Source records:
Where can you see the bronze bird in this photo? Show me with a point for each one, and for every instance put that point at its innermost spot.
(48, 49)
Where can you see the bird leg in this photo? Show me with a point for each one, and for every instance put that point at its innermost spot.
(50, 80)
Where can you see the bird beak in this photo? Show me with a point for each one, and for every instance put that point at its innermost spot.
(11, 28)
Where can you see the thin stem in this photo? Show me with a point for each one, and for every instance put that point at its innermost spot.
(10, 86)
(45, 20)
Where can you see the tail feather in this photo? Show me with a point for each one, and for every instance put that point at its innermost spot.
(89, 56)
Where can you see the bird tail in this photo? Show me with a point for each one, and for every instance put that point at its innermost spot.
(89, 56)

* * *

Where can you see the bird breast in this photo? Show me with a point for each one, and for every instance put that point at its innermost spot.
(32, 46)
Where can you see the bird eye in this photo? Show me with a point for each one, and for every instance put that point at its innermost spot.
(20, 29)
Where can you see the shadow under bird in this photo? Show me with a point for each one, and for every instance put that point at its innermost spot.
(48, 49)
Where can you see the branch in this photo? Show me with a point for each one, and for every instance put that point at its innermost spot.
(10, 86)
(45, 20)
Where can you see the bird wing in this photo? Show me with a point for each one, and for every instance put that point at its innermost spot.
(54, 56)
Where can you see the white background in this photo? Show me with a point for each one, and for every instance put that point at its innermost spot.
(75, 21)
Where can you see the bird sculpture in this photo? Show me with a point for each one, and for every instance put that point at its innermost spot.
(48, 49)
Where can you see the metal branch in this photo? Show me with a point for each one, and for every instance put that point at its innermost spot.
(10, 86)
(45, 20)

Task requirements: Locate each line in the records above that contains the word "tail" and copy those lines in full.

Output for this exercise:
Where can you see the tail feather in this photo? Show me with a point for each one, and for every instance put that point at its innermost spot.
Where can you see the bird tail in this photo? Show me with a point for each one, and for every instance put that point at its innermost spot.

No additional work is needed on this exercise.